▶ _LISTING_
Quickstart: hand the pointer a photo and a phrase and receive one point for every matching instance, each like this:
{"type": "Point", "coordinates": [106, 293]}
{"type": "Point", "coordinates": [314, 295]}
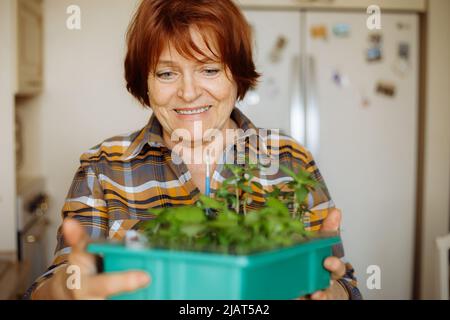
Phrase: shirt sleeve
{"type": "Point", "coordinates": [320, 203]}
{"type": "Point", "coordinates": [85, 203]}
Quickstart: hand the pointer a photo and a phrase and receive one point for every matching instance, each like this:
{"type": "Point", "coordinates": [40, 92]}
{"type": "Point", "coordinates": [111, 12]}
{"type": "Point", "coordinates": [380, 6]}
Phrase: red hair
{"type": "Point", "coordinates": [160, 22]}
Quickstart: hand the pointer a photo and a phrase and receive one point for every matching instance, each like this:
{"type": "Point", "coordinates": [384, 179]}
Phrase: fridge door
{"type": "Point", "coordinates": [362, 130]}
{"type": "Point", "coordinates": [277, 57]}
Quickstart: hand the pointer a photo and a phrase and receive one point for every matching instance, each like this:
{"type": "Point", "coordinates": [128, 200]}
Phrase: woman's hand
{"type": "Point", "coordinates": [333, 264]}
{"type": "Point", "coordinates": [92, 285]}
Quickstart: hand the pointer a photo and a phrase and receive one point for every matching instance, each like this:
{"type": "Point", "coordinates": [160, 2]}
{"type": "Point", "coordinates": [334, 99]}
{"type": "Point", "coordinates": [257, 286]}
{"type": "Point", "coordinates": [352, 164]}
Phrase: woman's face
{"type": "Point", "coordinates": [185, 93]}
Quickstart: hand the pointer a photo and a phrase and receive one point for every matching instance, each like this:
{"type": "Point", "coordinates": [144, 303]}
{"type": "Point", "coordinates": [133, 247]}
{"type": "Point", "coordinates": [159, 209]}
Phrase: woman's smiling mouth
{"type": "Point", "coordinates": [192, 111]}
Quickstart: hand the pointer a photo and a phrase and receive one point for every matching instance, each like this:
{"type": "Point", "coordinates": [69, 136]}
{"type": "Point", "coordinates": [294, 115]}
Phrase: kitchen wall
{"type": "Point", "coordinates": [7, 147]}
{"type": "Point", "coordinates": [85, 100]}
{"type": "Point", "coordinates": [437, 143]}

▶ _DIRECTIONS_
Write out the data precisely as given, excluding the pictures.

▶ _REPLY TO THE EXERCISE_
Quickstart: hand the pointer a photo and a phrase and receive one point for every matching instance, each like this:
{"type": "Point", "coordinates": [106, 293]}
{"type": "Point", "coordinates": [314, 295]}
Phrase: shirt sleeve
{"type": "Point", "coordinates": [320, 203]}
{"type": "Point", "coordinates": [85, 203]}
Quickstart: hand the pointer a photo and a phrase and receive one point for every matching instance, each like this:
{"type": "Point", "coordinates": [40, 92]}
{"type": "Point", "coordinates": [111, 12]}
{"type": "Point", "coordinates": [380, 6]}
Phrase: red hair
{"type": "Point", "coordinates": [160, 22]}
Quickstart: hand the pointer a photo and a phrase and receive one point for every matching instance, each like this:
{"type": "Point", "coordinates": [384, 179]}
Phrase: fridge door
{"type": "Point", "coordinates": [362, 130]}
{"type": "Point", "coordinates": [277, 57]}
Quickstart: hand the pointer a photo and a phrase and receive one point for every matching instance, each like this:
{"type": "Point", "coordinates": [128, 200]}
Phrase: woman's hand
{"type": "Point", "coordinates": [333, 264]}
{"type": "Point", "coordinates": [92, 285]}
Quickstart: hand the pointer a photo and a phrase and receive one point for every matching instance, each like this:
{"type": "Point", "coordinates": [160, 2]}
{"type": "Point", "coordinates": [334, 99]}
{"type": "Point", "coordinates": [257, 286]}
{"type": "Point", "coordinates": [352, 164]}
Phrase: woman's face
{"type": "Point", "coordinates": [185, 93]}
Quickstart: hand the pointer a photo and a phrase and receive one point for every matching instance, each like this:
{"type": "Point", "coordinates": [144, 303]}
{"type": "Point", "coordinates": [133, 247]}
{"type": "Point", "coordinates": [159, 209]}
Phrase: woman's smiling mouth
{"type": "Point", "coordinates": [192, 111]}
Quickstart: hand the pointer a photo and a phrase and receive one point for every matching instance, each like this:
{"type": "Point", "coordinates": [69, 136]}
{"type": "Point", "coordinates": [294, 115]}
Phrase: kitchen wall
{"type": "Point", "coordinates": [7, 147]}
{"type": "Point", "coordinates": [85, 100]}
{"type": "Point", "coordinates": [437, 143]}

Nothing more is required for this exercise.